Abutres que disputam os restos de animais mortos, pragas de ratos e de baratas, dejetos e restos de comida são uma constante em toda a área equivalente a 50 campos de futebol onde os sem-abrigo ergueram barracas, conforme constata uma reportagem da BBC Brasil.

Um repórter que visitou o local conta que quem anda pela avenida central do cemitério, administrado pela Câmara de São Paulo, “tem o desafio de controlar os enjoos provocados pelo cheiro de animais em decomposição”.

Ao longo dos 350 mil metros quadrados do cemitério, o ar de abandono salta à vista. O mesmo repórter conta que, no local, foi erguida “uma espécie de vila precária”. Há barracas erguidas dentro do cemitério mobiladas com sofá, cadeiras, varal para estender a roupa. Mas há também simples lonas apoiadas em bambus e pedaços de madeira.

Um espaço entre os ossários foi convertido pelos moradores em casa de banho. Junto aos dejetos humanos, há restos de comida, roupas e entulho. A presença de pragas, como ratos e baratas, é uma constante. À noite, os insetos multiplicam-se, mas as maiores dificuldades surgem no período de chuvas. Durante o verão, as enxurradas molham os sofás velhos que os sem-abrigo usam para dormir à reportagem da BBC Brasil, admitem que, para se proteger, arrastam grandes pedras de mármore que cobrem as sepulturas e dormem nas gavetas, ao lado dos caixões.

"O que mais me deixa triste é não poder abrir o frigorífico”

Igor (nome fictício atribuído pela BBC para proteger a identidade do entrevistado), 41 anos, 12 dos quais passados no cemitério, é um dos moradores mais antigos no local. Sentado num banco, abre uma lata, tira de lá um tubo de papel alumínio e um saco plástico, e cuidadosamente monta um cachimbo em que fuma duas pedras de crack (cocaína solidificada em cristais) enquanto conta a própria história à BBC Brasil, a poucos metros de algumas covas abertas.

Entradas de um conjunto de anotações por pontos
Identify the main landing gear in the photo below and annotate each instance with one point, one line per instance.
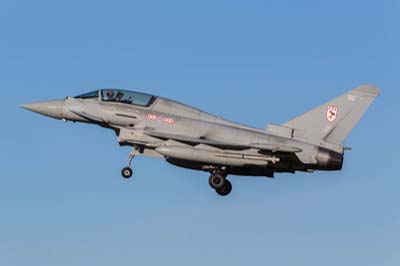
(127, 172)
(219, 182)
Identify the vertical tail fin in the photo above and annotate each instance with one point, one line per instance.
(334, 120)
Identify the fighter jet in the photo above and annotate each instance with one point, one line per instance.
(191, 138)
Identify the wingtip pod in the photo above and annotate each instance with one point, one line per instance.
(369, 89)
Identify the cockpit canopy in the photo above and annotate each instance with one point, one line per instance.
(120, 96)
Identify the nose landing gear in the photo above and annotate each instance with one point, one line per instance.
(127, 172)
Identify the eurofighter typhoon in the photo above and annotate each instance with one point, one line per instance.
(188, 137)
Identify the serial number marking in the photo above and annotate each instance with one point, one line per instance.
(161, 119)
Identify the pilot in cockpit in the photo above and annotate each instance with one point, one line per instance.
(110, 95)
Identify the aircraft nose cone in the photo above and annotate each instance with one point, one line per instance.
(52, 109)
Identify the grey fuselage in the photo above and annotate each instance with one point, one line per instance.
(190, 138)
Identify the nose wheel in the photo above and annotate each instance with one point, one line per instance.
(225, 190)
(127, 172)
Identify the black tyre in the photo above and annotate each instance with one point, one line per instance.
(127, 172)
(225, 190)
(217, 181)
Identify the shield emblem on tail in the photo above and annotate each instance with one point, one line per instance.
(331, 113)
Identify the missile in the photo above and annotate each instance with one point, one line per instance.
(217, 157)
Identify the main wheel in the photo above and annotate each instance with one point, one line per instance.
(127, 172)
(225, 190)
(217, 181)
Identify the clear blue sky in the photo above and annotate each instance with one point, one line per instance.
(62, 201)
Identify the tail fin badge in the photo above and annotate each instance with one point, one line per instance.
(331, 113)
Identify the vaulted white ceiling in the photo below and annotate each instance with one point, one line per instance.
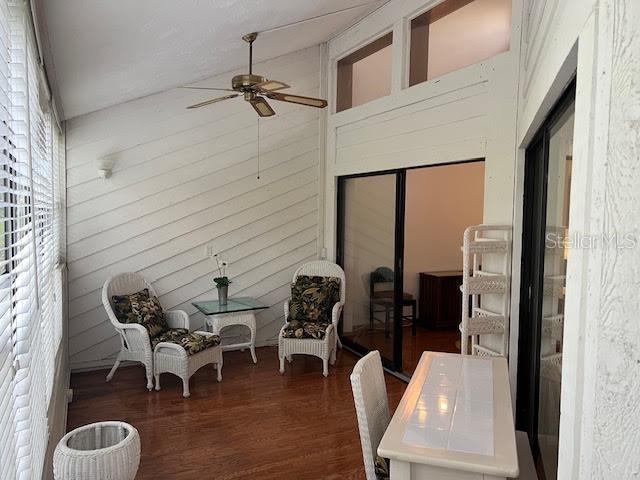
(104, 52)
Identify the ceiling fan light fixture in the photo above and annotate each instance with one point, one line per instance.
(261, 106)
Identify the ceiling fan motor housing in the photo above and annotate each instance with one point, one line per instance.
(246, 82)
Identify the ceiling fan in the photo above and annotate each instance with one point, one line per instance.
(256, 89)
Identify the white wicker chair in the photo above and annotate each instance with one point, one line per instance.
(324, 348)
(134, 338)
(372, 407)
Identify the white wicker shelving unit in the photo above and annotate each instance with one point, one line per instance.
(486, 263)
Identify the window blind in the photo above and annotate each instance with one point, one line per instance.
(30, 282)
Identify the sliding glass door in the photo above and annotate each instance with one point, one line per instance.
(369, 250)
(544, 262)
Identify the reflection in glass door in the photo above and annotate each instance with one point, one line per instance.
(545, 254)
(367, 250)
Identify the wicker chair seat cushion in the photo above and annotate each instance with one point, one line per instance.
(122, 305)
(313, 298)
(298, 329)
(148, 313)
(192, 342)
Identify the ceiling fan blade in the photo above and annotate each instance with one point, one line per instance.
(261, 106)
(271, 86)
(308, 101)
(214, 100)
(208, 88)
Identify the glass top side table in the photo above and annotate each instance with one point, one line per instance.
(237, 311)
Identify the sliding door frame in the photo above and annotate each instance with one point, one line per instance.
(532, 270)
(395, 364)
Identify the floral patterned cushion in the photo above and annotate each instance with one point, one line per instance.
(297, 329)
(148, 313)
(122, 305)
(192, 342)
(312, 299)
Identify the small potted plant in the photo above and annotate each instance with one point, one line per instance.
(222, 281)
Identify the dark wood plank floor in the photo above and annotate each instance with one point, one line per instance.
(412, 347)
(256, 423)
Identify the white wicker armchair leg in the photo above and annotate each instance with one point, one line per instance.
(149, 371)
(113, 369)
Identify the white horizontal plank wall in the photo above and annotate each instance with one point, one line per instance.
(183, 179)
(466, 114)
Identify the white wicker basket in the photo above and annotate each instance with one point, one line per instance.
(98, 451)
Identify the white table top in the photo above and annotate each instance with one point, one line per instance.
(456, 413)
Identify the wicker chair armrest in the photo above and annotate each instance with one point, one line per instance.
(335, 313)
(177, 319)
(170, 347)
(136, 336)
(330, 328)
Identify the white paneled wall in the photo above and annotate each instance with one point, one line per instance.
(184, 179)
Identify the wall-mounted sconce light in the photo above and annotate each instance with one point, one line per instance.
(105, 166)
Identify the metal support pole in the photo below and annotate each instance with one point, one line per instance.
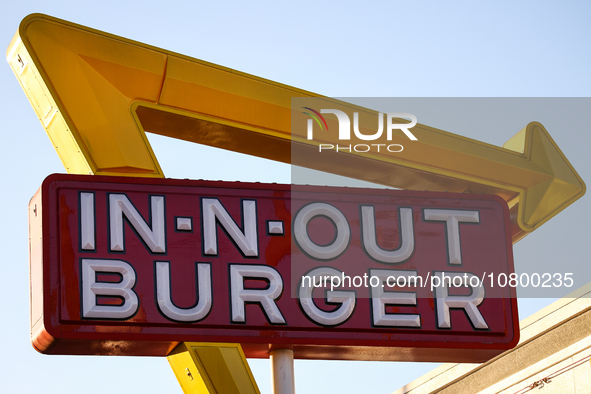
(282, 375)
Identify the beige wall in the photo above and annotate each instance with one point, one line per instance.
(555, 343)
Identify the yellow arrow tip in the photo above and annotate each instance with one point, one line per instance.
(539, 203)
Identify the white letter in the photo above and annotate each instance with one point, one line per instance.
(155, 238)
(164, 294)
(344, 123)
(91, 289)
(300, 231)
(380, 299)
(401, 126)
(469, 303)
(246, 241)
(453, 219)
(317, 315)
(265, 297)
(406, 244)
(368, 137)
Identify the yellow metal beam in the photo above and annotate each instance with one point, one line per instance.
(96, 94)
(215, 368)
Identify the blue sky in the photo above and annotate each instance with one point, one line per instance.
(339, 49)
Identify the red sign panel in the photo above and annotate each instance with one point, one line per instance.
(134, 266)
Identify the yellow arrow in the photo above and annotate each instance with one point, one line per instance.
(96, 94)
(215, 368)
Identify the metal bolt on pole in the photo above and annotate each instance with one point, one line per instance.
(282, 375)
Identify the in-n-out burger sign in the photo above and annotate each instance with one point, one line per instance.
(134, 266)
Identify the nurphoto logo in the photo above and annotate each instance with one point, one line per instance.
(345, 130)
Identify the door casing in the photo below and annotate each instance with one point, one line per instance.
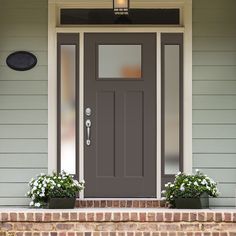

--- INSTRUÇÕES DO EXERCÍCIO ---
Por favor, copie do texto sobre o cemitério o trecho entre "Igor (nome fictício" e "algumas covas abertas.", inclusive.

--- RESPOSTA ABAIXO ---
Igor (nome fictício atribuído pela BBC para proteger a identidade do entrevistado), 41 anos, 12 dos quais passados no cemitério, é um dos moradores mais antigos no local. Sentado num banco, abre uma lata, tira de lá um tubo de papel alumínio e um saco plástico, e cuidadosamente monta um cachimbo em que fuma duas pedras de crack (cocaína solidificada em cristais) enquanto conta a própria história à BBC Brasil, a poucos metros de algumas covas abertas.